→ VORLIEGENDER TEXT:
━━━━━━━━━━━━━━━━
Als es Münster noch gar nicht gab, haben sie in Österreich aber den unkorrekten Tatort erfunden, wie uns „Passion“ zeigt. Der Unterschied zu Münster ist, dass Thiel und Boerne so gemacht sind, dass auch Deutsche verstehen, dass das jetzt Humor sein soll, während, wie geschrieben, bei Eisner teilweise die Fragezeichen auf den Gesichtern hiesiger Zuschauer gestanden haben dürften als er 2000 mit solchen Sachen daherkam wie diesem Bergdörfler-Krimi, der am Ende einen Drall in die Nazizeit und zu den Amis und ihren skrupellosen Bergbaumethoden bekommt. Ersteres hat ja mittlerweile auch Tradition und beweist, dass sie da unten noch viel aufzuarbeiten haben, während wir ja längst damit fertig sind.

Klasse gespielt ist er, der Tatort mit den drei Kreuzen. Eisner bzw. Krassnitzer ist noch nicht so prägnant wie heute und fällt im Ensemble mit Rois, Schönherr und anderen nicht so auf wie jetzt mit Bibi Fellner aka Adele Neuhauser als Partnerin. Dieses Pingpong hätte man aber auch mit Sophie Rois entwickeln können, allein, dies war eine Gastrolle. Eine grandios gespielte. Diese Schauspielerin hat ja etwas leicht Dämonisches und ob wir das im Alltag so prickelnd fänden, können wir nicht sagen, aber hier zeigt sie ihre ganze Präsenz und macht doch alles mit, was das Drehbuch und die Inszenierung verlangen, inklusive übertriebener Schreikrämpfe, die so schön heiser klingen.
━━━━━━━━━━━━━━━━
→ SCHRIFTLICHE AUFGABE A: Übertrage den Satz „Klasse gespielt ist er, der Tatort mit den drei Kreuzen.“ aus der Besprechung zum Tatort „Passion“ ins Englische.
→ SCHRIFTLICHE AUFGABE B: Zitiere aus der Besprechung zum Tatort „Passion“ wortgetreu den Abschnitt, der mit den Worten „Klasse gespielt ist“ anfängt und mit „schön heiser klingen.“ aufhört.
→ SCHRIFTLICHE AUFGABE C: Schreibe die Besprechung zum Tatort „Passion“ im Anschluss an ihren letzten Satz weiter.
Die Daten sind eigenständiges Material und gehören nicht zur Besprechung.

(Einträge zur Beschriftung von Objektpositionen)
━━━━━━━━━━━━━━━━
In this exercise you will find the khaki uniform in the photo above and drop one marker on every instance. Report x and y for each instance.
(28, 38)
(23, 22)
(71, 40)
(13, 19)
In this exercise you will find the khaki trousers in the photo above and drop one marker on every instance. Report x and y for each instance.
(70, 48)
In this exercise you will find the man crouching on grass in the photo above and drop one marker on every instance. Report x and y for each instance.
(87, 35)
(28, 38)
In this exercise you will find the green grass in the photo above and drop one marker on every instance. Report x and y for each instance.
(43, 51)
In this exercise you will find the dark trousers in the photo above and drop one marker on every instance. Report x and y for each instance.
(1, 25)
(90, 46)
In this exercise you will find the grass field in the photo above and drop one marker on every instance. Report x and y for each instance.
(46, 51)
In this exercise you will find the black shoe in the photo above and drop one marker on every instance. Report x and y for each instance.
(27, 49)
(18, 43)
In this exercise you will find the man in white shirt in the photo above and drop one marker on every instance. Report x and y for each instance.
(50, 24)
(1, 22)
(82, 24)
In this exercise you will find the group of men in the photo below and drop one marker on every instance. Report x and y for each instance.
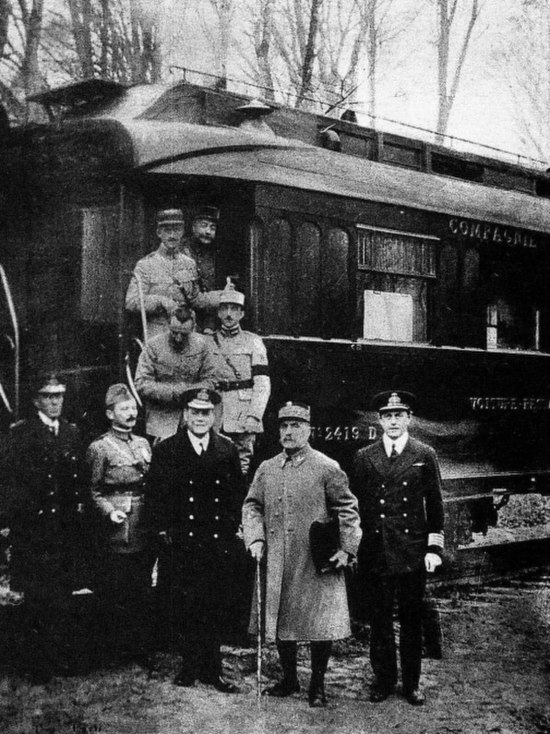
(179, 498)
(173, 289)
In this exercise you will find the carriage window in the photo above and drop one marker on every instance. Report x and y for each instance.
(306, 286)
(512, 326)
(335, 320)
(396, 273)
(100, 241)
(276, 279)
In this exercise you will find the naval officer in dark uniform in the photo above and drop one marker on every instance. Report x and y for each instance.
(195, 494)
(398, 484)
(118, 462)
(45, 514)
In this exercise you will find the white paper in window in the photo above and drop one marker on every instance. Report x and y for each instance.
(388, 316)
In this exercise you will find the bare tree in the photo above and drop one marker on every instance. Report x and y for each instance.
(448, 35)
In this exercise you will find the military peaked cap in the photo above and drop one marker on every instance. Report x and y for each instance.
(170, 216)
(296, 411)
(207, 212)
(49, 384)
(117, 393)
(201, 397)
(393, 400)
(231, 295)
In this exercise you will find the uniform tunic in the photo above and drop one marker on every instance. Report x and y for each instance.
(242, 377)
(286, 496)
(162, 276)
(165, 372)
(46, 512)
(118, 464)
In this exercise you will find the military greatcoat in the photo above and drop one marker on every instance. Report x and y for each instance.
(46, 512)
(286, 496)
(400, 505)
(164, 372)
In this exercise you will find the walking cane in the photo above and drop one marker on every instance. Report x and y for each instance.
(259, 634)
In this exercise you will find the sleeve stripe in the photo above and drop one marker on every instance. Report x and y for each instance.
(436, 539)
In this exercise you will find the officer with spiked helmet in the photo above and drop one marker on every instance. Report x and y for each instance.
(242, 375)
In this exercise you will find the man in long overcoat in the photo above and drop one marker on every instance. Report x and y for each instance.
(45, 514)
(289, 492)
(398, 484)
(118, 462)
(195, 494)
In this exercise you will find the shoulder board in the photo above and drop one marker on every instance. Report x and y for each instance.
(17, 424)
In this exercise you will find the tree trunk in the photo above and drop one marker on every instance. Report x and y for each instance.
(263, 47)
(310, 52)
(30, 73)
(81, 18)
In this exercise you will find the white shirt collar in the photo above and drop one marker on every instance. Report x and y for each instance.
(51, 423)
(399, 443)
(197, 442)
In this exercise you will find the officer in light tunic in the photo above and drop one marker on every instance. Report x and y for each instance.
(172, 363)
(242, 376)
(196, 492)
(288, 493)
(166, 277)
(118, 462)
(398, 484)
(45, 514)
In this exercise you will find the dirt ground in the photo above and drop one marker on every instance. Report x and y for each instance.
(494, 677)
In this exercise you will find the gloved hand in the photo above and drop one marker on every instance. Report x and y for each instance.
(432, 561)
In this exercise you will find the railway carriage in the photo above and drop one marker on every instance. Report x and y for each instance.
(368, 260)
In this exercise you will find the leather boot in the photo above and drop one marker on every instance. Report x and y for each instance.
(320, 654)
(288, 654)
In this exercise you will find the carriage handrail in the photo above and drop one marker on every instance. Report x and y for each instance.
(15, 325)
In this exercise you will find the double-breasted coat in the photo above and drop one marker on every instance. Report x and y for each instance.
(287, 494)
(196, 500)
(46, 508)
(400, 505)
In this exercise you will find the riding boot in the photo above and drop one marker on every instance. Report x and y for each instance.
(320, 654)
(288, 653)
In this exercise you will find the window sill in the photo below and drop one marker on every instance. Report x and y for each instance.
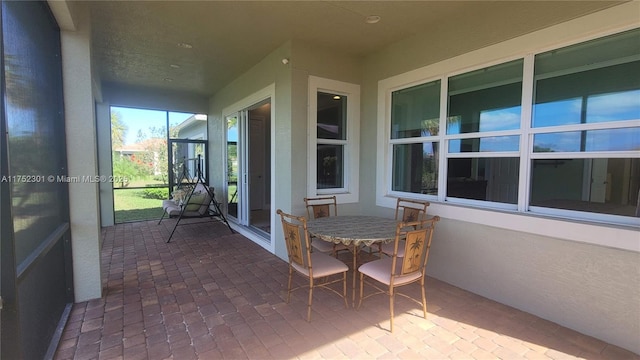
(624, 237)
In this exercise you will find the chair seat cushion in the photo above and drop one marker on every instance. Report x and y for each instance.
━━━━━━━━━━━━━━━━
→ ERGEBNIS A: It is superbly acted, the Tatort with the three crosses.

→ ERGEBNIS B:
Klasse gespielt ist er, der Tatort mit den drei Kreuzen. Eisner bzw. Krassnitzer ist noch nicht so prägnant wie heute und fällt im Ensemble mit Rois, Schönherr und anderen nicht so auf wie jetzt mit Bibi Fellner aka Adele Neuhauser als Partnerin. Dieses Pingpong hätte man aber auch mit Sophie Rois entwickeln können, allein, dies war eine Gastrolle. Eine grandios gespielte. Diese Schauspielerin hat ja etwas leicht Dämonisches und ob wir das im Alltag so prickelnd fänden, können wir nicht sagen, aber hier zeigt sie ihre ganze Präsenz und macht doch alles mit, was das Drehbuch und die Inszenierung verlangen, inklusive übertriebener Schreikrämpfe, die so schön heiser klingen.

→ ERGEBNIS C:
Vielleicht war also, vor dem Westfalentatort, „Passion“ einer der ersten wirklich skurrilen Filme der Reihe, schon angelegt nach heutigem Muster. Eine bestimmte Provinz wird mit komplett überzeichneten Figuren dargestellt. Aus der Übersteigerung resultiert die Pointierung und diese dient der Veranschaulichung. Es gibt weitere Tatorte mit Eisner, die in diese Richtung tendieren und auch in Tirol oder sonst auf dem Land spielen, wie der allerdings doch etwas ernstere „Baum der Erlösung“, der uns sehr gut in Erinnerung geblieben ist und auch solche Hinrichtungsszenen im Mondlicht beinhaltet wie „Passion“.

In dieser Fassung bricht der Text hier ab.